Pointing items:
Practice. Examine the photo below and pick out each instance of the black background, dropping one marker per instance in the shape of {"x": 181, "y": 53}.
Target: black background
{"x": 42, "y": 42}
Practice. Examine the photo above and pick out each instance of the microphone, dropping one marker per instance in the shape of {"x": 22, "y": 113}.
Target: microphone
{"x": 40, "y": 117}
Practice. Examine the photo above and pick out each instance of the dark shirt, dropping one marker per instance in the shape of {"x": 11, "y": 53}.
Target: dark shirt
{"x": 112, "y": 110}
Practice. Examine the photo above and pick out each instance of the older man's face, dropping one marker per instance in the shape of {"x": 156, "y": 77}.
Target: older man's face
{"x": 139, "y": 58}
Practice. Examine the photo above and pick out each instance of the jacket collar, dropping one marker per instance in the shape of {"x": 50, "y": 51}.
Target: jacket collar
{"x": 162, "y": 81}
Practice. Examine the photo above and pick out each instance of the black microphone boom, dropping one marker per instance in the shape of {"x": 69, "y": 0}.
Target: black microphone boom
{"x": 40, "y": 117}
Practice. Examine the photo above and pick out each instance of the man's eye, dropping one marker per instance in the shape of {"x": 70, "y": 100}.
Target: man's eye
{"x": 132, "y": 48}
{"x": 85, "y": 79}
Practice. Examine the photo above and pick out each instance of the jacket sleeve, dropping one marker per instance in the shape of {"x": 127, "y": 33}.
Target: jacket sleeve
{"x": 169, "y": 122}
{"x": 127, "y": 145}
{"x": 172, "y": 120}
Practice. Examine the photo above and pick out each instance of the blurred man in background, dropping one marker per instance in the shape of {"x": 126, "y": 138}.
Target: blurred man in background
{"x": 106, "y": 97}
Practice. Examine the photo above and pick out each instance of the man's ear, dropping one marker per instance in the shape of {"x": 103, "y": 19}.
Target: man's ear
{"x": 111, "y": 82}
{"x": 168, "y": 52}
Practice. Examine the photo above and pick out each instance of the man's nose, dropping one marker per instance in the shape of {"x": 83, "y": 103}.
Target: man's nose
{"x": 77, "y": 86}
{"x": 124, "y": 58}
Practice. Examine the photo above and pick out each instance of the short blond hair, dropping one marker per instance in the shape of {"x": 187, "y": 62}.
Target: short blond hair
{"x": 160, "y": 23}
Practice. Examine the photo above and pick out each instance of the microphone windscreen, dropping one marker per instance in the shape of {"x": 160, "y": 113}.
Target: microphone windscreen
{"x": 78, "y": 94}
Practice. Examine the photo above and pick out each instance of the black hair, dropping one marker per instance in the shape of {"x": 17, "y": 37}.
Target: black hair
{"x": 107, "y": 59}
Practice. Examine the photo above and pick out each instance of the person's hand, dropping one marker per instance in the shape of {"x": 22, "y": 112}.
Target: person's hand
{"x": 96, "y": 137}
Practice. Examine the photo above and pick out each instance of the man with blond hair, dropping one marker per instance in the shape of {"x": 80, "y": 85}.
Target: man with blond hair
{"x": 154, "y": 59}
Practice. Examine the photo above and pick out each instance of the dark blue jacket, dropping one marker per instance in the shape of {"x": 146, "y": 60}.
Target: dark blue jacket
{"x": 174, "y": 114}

Directions → Present every line of the items above as a Markdown table with two columns, No. and Line. Give each row a number and omit any blank lines.

Exercise output →
| No. | Line |
|---|---|
| 1 | Practice. Examine the photo below and pick out each instance of the black background, dropping one marker per instance in the shape of {"x": 181, "y": 53}. |
| 2 | Target: black background |
| 3 | {"x": 42, "y": 42} |
| 4 | Practice. Examine the photo above and pick out each instance of the microphone, dropping one marker per instance in the shape of {"x": 22, "y": 113}. |
| 5 | Target: microphone |
| 6 | {"x": 40, "y": 117} |
| 7 | Practice. Examine the photo above and pick out each instance of the dark shirt, dropping one marker per instance in the shape of {"x": 11, "y": 53}. |
| 8 | Target: dark shirt |
| 9 | {"x": 112, "y": 110} |
| 10 | Practice. Examine the photo above and pick out each instance of the older man's face, dropping one marker per instance in the shape of {"x": 156, "y": 77}. |
| 11 | Target: older man's face |
| 12 | {"x": 139, "y": 58} |
| 13 | Practice. Examine the photo above and pick out each instance of the jacket collar, dropping one marker per instance in the shape of {"x": 50, "y": 51}. |
| 14 | Target: jacket collar |
| 15 | {"x": 162, "y": 81} |
| 16 | Practice. Examine the photo above and pick out each instance of the black microphone boom, dropping one marker per instance in the shape of {"x": 69, "y": 0}. |
| 17 | Target: black microphone boom |
| 18 | {"x": 40, "y": 117} |
| 19 | Practice. Examine the photo above and pick out each instance of the man's eye, dropping one marker per instance in the shape of {"x": 70, "y": 100}. |
| 20 | Target: man's eye |
| 21 | {"x": 132, "y": 48} |
| 22 | {"x": 85, "y": 79} |
| 23 | Practice. Examine the photo above and pick out each instance of the jacket sleeve, dropping one marker per instance in the shape of {"x": 127, "y": 33}. |
| 24 | Target: jacket sleeve |
| 25 | {"x": 169, "y": 122} |
| 26 | {"x": 127, "y": 145} |
| 27 | {"x": 172, "y": 120} |
| 28 | Practice. Examine the photo above and pick out each instance of the blurred man in background, dropping one marker per instance in the shape of {"x": 126, "y": 138}. |
| 29 | Target: blurred man in background |
| 30 | {"x": 106, "y": 97} |
| 31 | Practice. Examine the photo above and pick out each instance of the man's ear, dropping one marker per instance in the shape of {"x": 103, "y": 19}. |
| 32 | Target: man's ear |
| 33 | {"x": 111, "y": 82} |
| 34 | {"x": 168, "y": 52} |
| 35 | Practice. Examine the photo above and pick out each instance of the man's nose, dropping one marker per instance in the shape of {"x": 83, "y": 103}. |
| 36 | Target: man's nose |
| 37 | {"x": 77, "y": 86} |
| 38 | {"x": 124, "y": 58} |
| 39 | Practice. Examine the photo above and pick out each instance of the short blond hair, dropping one marker per instance in the shape of {"x": 187, "y": 62}. |
| 40 | Target: short blond hair |
| 41 | {"x": 160, "y": 23} |
| 42 | Practice. Examine the photo above and pick out each instance of the microphone windscreen, dropping one marker per instance in the shape of {"x": 160, "y": 113}. |
| 43 | Target: microphone windscreen |
| 44 | {"x": 78, "y": 94} |
| 45 | Practice. Examine the photo above and pick out each instance of the black hair, dropping one marker per instance in the shape of {"x": 17, "y": 37}. |
| 46 | Target: black hair |
| 47 | {"x": 107, "y": 59} |
| 48 | Practice. Examine the photo above and pick out each instance of the person's hand, dropping one marker per instance in the shape of {"x": 22, "y": 112}. |
| 49 | Target: person's hand |
| 50 | {"x": 96, "y": 137} |
| 51 | Practice. Examine the photo above and pick out each instance of the man with blond hair, dropping one marker per instance in the shape of {"x": 80, "y": 85}. |
| 52 | Target: man with blond hair |
| 53 | {"x": 154, "y": 59} |
| 54 | Practice. Examine the photo above and pick out each instance of the dark blue jacket, dropping one marker per instance in the shape of {"x": 146, "y": 60}. |
| 55 | Target: dark blue jacket |
| 56 | {"x": 174, "y": 114} |